▸ **GOAL 1**: In the passage on Stephens's career below, where did she live after she moved to New York?

▸ **SOURCE TEXT**:
--

Stephens was one of the first to recognize that American women had moved beyond bodice rippers and were ready for something new. In retrospect, the Koppel interview captures Stephens’s personality in microcosm, revealing how she rose through the ranks of romance publishing. She was fearless in the face of challenges—whether it was ridicule or racism—qualities that would serve her well in the world of white male publishing. Others might have been defeated by rejection; Stephens was both accustomed to it and undaunted by it.

Still, like a lot of women, she attributed her success to good fortune and serendipity rather than force of personality or vision. “Everybody felt it was a strategic plan to do this,” Stephens said of her entry into romance publishing. “It wasn’t.”

Stephens (seated) with author Elsie B. Washington
Stephens (seated) with author Elsie B. Washington at the first Romantic Times Booklovers Convention, in the early eighties.Romantic Times Collection/Browne Popular Culture Library/Bowling Green State University

When her career in fashion didn’t pan out in Los Angeles, Stephens took a job with American Airlines. At the time, the early fifties, the Urban League was encouraging Black workers to desegregate the airlines. (“You are a college graduate; how can they refuse you?” a friend posited.) The job was dull—Stephens checked passenger manifests after the plane took off—but she used her free flights to travel. New York, she realized, was a better fit for her ambitions. She moved into a YWCA women’s hotel on Lexington Avenue and 45th Street—two daily meals and housekeeping were included—and worked for a time in retail, at Macy’s, Saks Fifth Avenue, and Bendel’s, which was on its way to becoming the most stylish store in New York. She was 29, vivacious, and very pretty.

--

(Records from a point labeling set)
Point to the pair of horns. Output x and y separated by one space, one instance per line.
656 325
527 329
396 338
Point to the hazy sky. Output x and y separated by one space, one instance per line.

--

▸ **GOAL 2**: Repeat every line of the listing above, shifting each coordinate value in the answers up by 61.

▸ **EXPECTED ANSWER 1**: She lived in a YWCA women's hotel on Lexington Avenue and 45th Street.

▸ **EXPECTED ANSWER 2**:
Point to the pair of horns. Output x and y separated by one space, one instance per line.
717 386
588 390
457 399
Point to the hazy sky. Output x and y separated by one space, one instance per line.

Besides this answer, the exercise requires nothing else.